Exercise description: Copy every entry exactly as given, minus the images.

##### Entries supplied

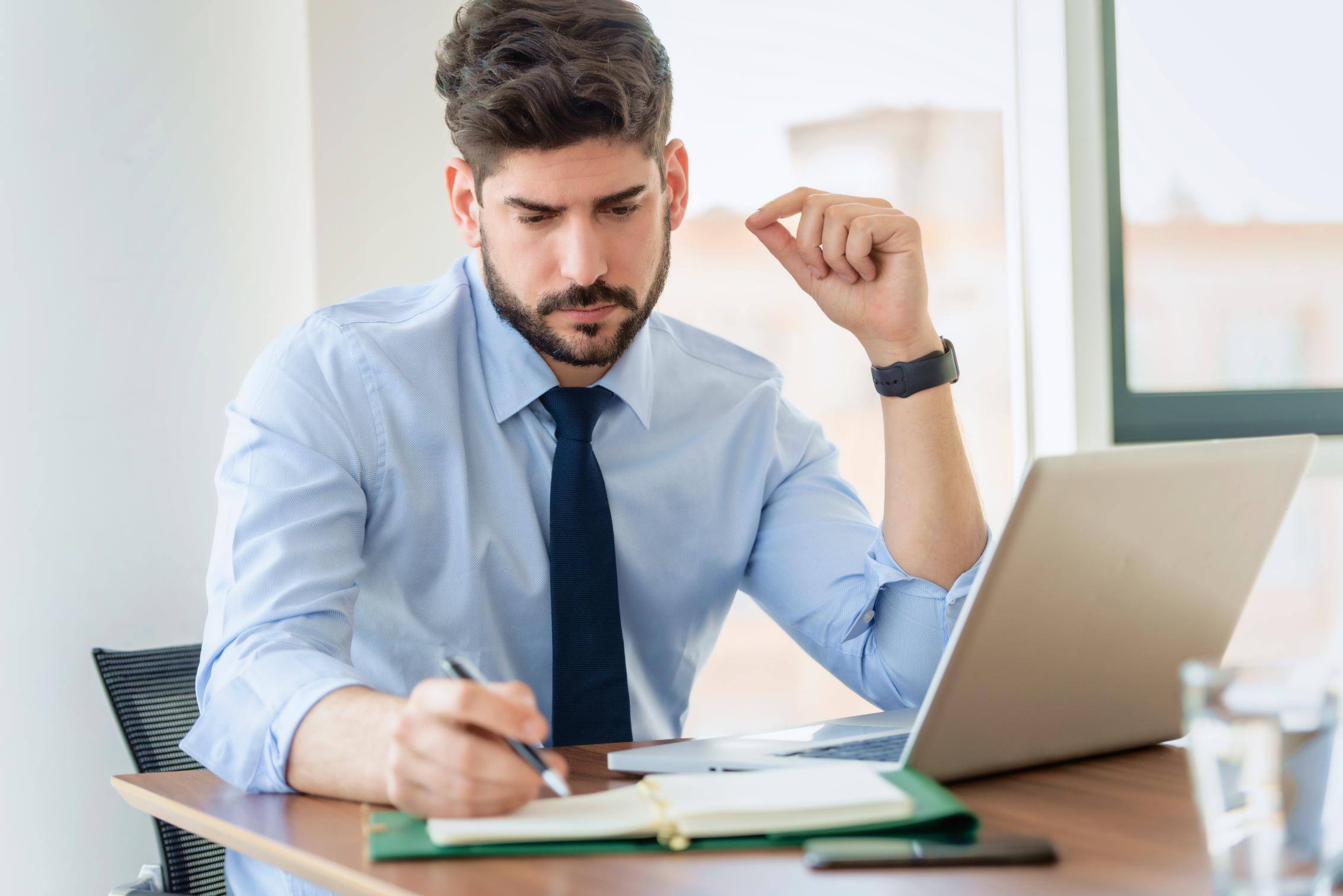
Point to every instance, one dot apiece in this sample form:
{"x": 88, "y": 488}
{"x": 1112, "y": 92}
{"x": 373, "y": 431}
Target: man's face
{"x": 575, "y": 245}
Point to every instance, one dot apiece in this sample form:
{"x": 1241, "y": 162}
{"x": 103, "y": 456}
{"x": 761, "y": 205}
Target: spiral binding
{"x": 668, "y": 832}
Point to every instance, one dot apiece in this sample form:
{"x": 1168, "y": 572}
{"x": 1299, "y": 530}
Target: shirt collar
{"x": 516, "y": 375}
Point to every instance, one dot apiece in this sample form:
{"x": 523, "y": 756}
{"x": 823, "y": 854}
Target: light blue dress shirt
{"x": 385, "y": 497}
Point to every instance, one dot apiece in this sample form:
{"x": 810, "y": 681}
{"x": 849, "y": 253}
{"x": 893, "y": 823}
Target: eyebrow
{"x": 528, "y": 205}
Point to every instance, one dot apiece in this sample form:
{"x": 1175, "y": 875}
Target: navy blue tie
{"x": 590, "y": 698}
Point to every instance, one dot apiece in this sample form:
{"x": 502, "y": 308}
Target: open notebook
{"x": 678, "y": 808}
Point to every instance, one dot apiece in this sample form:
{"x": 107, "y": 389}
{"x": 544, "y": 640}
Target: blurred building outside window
{"x": 1232, "y": 198}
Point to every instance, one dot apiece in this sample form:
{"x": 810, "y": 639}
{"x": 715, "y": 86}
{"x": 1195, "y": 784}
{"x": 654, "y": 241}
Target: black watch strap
{"x": 906, "y": 378}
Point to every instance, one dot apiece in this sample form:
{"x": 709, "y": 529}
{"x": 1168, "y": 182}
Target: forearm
{"x": 341, "y": 746}
{"x": 934, "y": 525}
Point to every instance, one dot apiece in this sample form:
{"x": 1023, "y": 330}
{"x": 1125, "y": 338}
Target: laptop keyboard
{"x": 874, "y": 750}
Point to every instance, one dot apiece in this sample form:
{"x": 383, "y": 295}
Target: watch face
{"x": 906, "y": 378}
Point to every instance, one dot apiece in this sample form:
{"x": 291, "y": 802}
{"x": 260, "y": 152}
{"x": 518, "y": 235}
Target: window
{"x": 1225, "y": 218}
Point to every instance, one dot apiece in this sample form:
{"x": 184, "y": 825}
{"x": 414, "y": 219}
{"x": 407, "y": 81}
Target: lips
{"x": 589, "y": 314}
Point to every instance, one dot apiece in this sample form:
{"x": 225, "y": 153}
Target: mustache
{"x": 591, "y": 296}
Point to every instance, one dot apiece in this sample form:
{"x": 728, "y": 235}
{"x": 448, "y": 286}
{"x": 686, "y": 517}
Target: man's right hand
{"x": 447, "y": 760}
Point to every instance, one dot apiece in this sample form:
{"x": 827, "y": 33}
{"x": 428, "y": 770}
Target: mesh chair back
{"x": 154, "y": 696}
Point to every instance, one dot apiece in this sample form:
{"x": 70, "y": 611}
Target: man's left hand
{"x": 861, "y": 260}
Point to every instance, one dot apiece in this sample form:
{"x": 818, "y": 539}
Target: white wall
{"x": 379, "y": 145}
{"x": 155, "y": 233}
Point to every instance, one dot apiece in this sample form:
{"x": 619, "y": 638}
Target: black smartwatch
{"x": 906, "y": 378}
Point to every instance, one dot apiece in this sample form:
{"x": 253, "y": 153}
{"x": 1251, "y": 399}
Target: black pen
{"x": 461, "y": 668}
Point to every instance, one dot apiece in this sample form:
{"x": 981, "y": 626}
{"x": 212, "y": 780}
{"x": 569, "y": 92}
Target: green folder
{"x": 936, "y": 816}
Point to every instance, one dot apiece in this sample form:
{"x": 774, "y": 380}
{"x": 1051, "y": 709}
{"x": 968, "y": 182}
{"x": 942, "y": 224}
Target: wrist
{"x": 882, "y": 352}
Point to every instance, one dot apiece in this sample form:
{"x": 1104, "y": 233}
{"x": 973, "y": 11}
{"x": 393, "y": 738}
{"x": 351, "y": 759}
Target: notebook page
{"x": 806, "y": 798}
{"x": 610, "y": 813}
{"x": 824, "y": 786}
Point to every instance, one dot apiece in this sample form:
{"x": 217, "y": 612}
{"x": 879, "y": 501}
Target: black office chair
{"x": 154, "y": 696}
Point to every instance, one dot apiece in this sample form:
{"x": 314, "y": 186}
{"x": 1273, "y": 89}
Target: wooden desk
{"x": 1123, "y": 824}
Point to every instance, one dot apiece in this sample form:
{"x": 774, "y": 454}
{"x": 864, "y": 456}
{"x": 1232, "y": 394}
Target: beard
{"x": 585, "y": 351}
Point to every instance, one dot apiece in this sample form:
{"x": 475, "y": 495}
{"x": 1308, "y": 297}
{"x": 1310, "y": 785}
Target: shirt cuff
{"x": 246, "y": 727}
{"x": 881, "y": 570}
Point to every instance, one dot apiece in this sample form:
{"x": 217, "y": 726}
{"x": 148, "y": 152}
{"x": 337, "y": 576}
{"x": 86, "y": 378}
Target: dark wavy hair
{"x": 536, "y": 74}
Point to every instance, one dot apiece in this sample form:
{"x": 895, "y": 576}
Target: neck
{"x": 573, "y": 375}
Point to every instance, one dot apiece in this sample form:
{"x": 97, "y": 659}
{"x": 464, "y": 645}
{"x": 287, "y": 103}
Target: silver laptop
{"x": 1112, "y": 568}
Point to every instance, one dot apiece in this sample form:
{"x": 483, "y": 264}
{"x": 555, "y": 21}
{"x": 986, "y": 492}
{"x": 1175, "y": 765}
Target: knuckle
{"x": 404, "y": 727}
{"x": 463, "y": 751}
{"x": 458, "y": 699}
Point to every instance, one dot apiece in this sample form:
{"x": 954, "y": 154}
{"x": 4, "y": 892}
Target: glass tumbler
{"x": 1267, "y": 764}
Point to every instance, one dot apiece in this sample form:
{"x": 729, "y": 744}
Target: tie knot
{"x": 575, "y": 410}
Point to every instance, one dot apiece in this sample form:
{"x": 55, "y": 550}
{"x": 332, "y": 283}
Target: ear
{"x": 461, "y": 199}
{"x": 678, "y": 180}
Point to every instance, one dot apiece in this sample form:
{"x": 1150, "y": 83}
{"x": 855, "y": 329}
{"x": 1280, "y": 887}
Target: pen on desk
{"x": 460, "y": 668}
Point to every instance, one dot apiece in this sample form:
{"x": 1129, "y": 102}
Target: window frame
{"x": 1165, "y": 417}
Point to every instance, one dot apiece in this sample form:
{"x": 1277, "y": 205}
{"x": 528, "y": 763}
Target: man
{"x": 524, "y": 464}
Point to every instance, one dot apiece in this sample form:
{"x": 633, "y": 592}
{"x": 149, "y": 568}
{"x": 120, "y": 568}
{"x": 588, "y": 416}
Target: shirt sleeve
{"x": 821, "y": 568}
{"x": 301, "y": 455}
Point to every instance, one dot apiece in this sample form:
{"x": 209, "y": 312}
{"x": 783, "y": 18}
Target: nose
{"x": 583, "y": 258}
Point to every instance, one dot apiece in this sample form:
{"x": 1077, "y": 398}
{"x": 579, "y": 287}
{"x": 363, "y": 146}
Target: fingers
{"x": 823, "y": 242}
{"x": 446, "y": 795}
{"x": 447, "y": 758}
{"x": 474, "y": 751}
{"x": 507, "y": 710}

##########

In response:
Point to every instance, one dot apiece in this sample form:
{"x": 88, "y": 488}
{"x": 1112, "y": 92}
{"x": 373, "y": 431}
Target: man's face
{"x": 575, "y": 245}
Point to every instance, one dot apiece in this sample form:
{"x": 1241, "y": 162}
{"x": 103, "y": 456}
{"x": 761, "y": 205}
Target: spiral binding
{"x": 668, "y": 832}
Point to every instance, one dot apiece in this sample form:
{"x": 1168, "y": 572}
{"x": 1299, "y": 530}
Target: shirt collar
{"x": 516, "y": 375}
Point to every instance, one dot apiece in this sample form:
{"x": 523, "y": 756}
{"x": 823, "y": 854}
Target: light blue dress shirt
{"x": 385, "y": 497}
Point to every instance, one dot apiece in this sample form:
{"x": 810, "y": 681}
{"x": 849, "y": 253}
{"x": 893, "y": 823}
Target: eyebrow
{"x": 528, "y": 205}
Point to every instance, one dot apiece in this sample form:
{"x": 1175, "y": 875}
Target: navy blue tie
{"x": 590, "y": 698}
Point to every instance, one dot apiece in this sample form:
{"x": 502, "y": 308}
Target: open notebook
{"x": 678, "y": 808}
Point to every instance, one dot apiece in this sample form:
{"x": 107, "y": 389}
{"x": 544, "y": 640}
Target: blurred building outside window
{"x": 1232, "y": 198}
Point to every instance, one dot apiece in this sample form:
{"x": 810, "y": 639}
{"x": 715, "y": 86}
{"x": 1195, "y": 784}
{"x": 654, "y": 241}
Target: black watch strap
{"x": 906, "y": 378}
Point to every instance, one dot apiece in this sample form:
{"x": 709, "y": 529}
{"x": 1168, "y": 182}
Target: forearm
{"x": 341, "y": 746}
{"x": 934, "y": 525}
Point to every instance, one dot apiece in this sample form:
{"x": 1023, "y": 330}
{"x": 1125, "y": 338}
Target: laptop keyboard
{"x": 874, "y": 750}
Point to every instance, one dot apiece in this sample form:
{"x": 383, "y": 295}
Target: watch face
{"x": 906, "y": 378}
Point to every instance, one dot apiece in this sample form:
{"x": 291, "y": 802}
{"x": 260, "y": 152}
{"x": 518, "y": 235}
Target: window
{"x": 1225, "y": 218}
Point to every instance, one dot apiece in this sample form:
{"x": 184, "y": 825}
{"x": 414, "y": 219}
{"x": 407, "y": 81}
Target: lips
{"x": 589, "y": 314}
Point to every instance, one dot apiece in this sample form:
{"x": 225, "y": 153}
Target: mustache
{"x": 591, "y": 296}
Point to every instance, one dot apiece in this sample form:
{"x": 728, "y": 235}
{"x": 448, "y": 286}
{"x": 686, "y": 517}
Target: man's right hand
{"x": 447, "y": 760}
Point to every instance, one dot apiece in this sample form:
{"x": 827, "y": 33}
{"x": 428, "y": 770}
Target: mesh chair back
{"x": 154, "y": 696}
Point to every instance, one dot apiece in this sample form:
{"x": 70, "y": 611}
Target: man's left hand
{"x": 861, "y": 260}
Point to every instance, one dot apiece in this sample form:
{"x": 818, "y": 539}
Target: white wall
{"x": 379, "y": 145}
{"x": 155, "y": 233}
Point to every instance, one dot apiece in this sample form:
{"x": 619, "y": 638}
Target: black smartwatch
{"x": 906, "y": 378}
Point to every instance, one dot apiece in this sample form:
{"x": 253, "y": 153}
{"x": 1251, "y": 399}
Target: black pen
{"x": 461, "y": 668}
Point to every instance, one dot apiece in this sample form:
{"x": 981, "y": 626}
{"x": 212, "y": 780}
{"x": 569, "y": 92}
Target: green folder
{"x": 936, "y": 816}
Point to every instance, one dot apiece in this sample form:
{"x": 774, "y": 380}
{"x": 1051, "y": 709}
{"x": 968, "y": 182}
{"x": 942, "y": 224}
Target: wrist
{"x": 882, "y": 352}
Point to every instance, one dot apiece in this sample form:
{"x": 1104, "y": 233}
{"x": 973, "y": 11}
{"x": 393, "y": 738}
{"x": 351, "y": 759}
Target: notebook page
{"x": 806, "y": 798}
{"x": 610, "y": 813}
{"x": 824, "y": 786}
Point to every instance, one dot apiece in this sample form:
{"x": 217, "y": 612}
{"x": 879, "y": 501}
Target: black office chair
{"x": 154, "y": 696}
Point to every instance, one dot apiece in this sample form:
{"x": 314, "y": 186}
{"x": 1273, "y": 89}
Target: wooden desk
{"x": 1123, "y": 824}
Point to every instance, one dot apiece in this sample form:
{"x": 774, "y": 454}
{"x": 864, "y": 456}
{"x": 1232, "y": 394}
Target: beard
{"x": 585, "y": 351}
Point to every instance, one dot apiece in this sample form:
{"x": 475, "y": 495}
{"x": 1308, "y": 297}
{"x": 1310, "y": 785}
Target: shirt cuff
{"x": 246, "y": 727}
{"x": 881, "y": 570}
Point to every instance, one dot apiece in this sample form:
{"x": 217, "y": 726}
{"x": 148, "y": 152}
{"x": 337, "y": 576}
{"x": 86, "y": 378}
Target: dark wavy hair
{"x": 536, "y": 74}
Point to every instance, one dot apiece in this sample form:
{"x": 895, "y": 576}
Target: neck
{"x": 573, "y": 375}
Point to every instance, one dot apiece in this sample form:
{"x": 97, "y": 659}
{"x": 464, "y": 645}
{"x": 287, "y": 103}
Target: silver laptop
{"x": 1112, "y": 568}
Point to every instance, one dot apiece in this sample form:
{"x": 483, "y": 264}
{"x": 555, "y": 21}
{"x": 986, "y": 492}
{"x": 1175, "y": 765}
Target: knuckle
{"x": 404, "y": 727}
{"x": 463, "y": 751}
{"x": 458, "y": 699}
Point to every instance, one dot apiece in this sample form:
{"x": 954, "y": 154}
{"x": 4, "y": 892}
Target: glass tumbler
{"x": 1267, "y": 764}
Point to every instance, one dot apiece in this sample form:
{"x": 729, "y": 744}
Target: tie knot
{"x": 575, "y": 410}
Point to every instance, one dot apiece in this sample form:
{"x": 55, "y": 550}
{"x": 332, "y": 283}
Target: ear
{"x": 461, "y": 199}
{"x": 678, "y": 180}
Point to every instance, one dot apiece in this sample form:
{"x": 1150, "y": 83}
{"x": 855, "y": 329}
{"x": 1280, "y": 887}
Target: pen on desk
{"x": 460, "y": 668}
Point to every instance, one dot apiece in this sample form:
{"x": 1129, "y": 102}
Target: window frame
{"x": 1165, "y": 417}
Point to every instance, one dot apiece in this sample form:
{"x": 1277, "y": 205}
{"x": 528, "y": 763}
Target: man
{"x": 524, "y": 464}
Point to every instance, one dot apiece in this sample form:
{"x": 633, "y": 592}
{"x": 149, "y": 568}
{"x": 120, "y": 568}
{"x": 588, "y": 416}
Target: shirt sleeve
{"x": 821, "y": 568}
{"x": 301, "y": 455}
Point to every instance, one dot apiece in this sample form:
{"x": 209, "y": 312}
{"x": 783, "y": 18}
Target: nose
{"x": 583, "y": 258}
Point to every instance, one dot apiece in this sample form:
{"x": 1077, "y": 398}
{"x": 579, "y": 287}
{"x": 363, "y": 146}
Target: fingers
{"x": 823, "y": 242}
{"x": 446, "y": 795}
{"x": 447, "y": 758}
{"x": 474, "y": 751}
{"x": 507, "y": 710}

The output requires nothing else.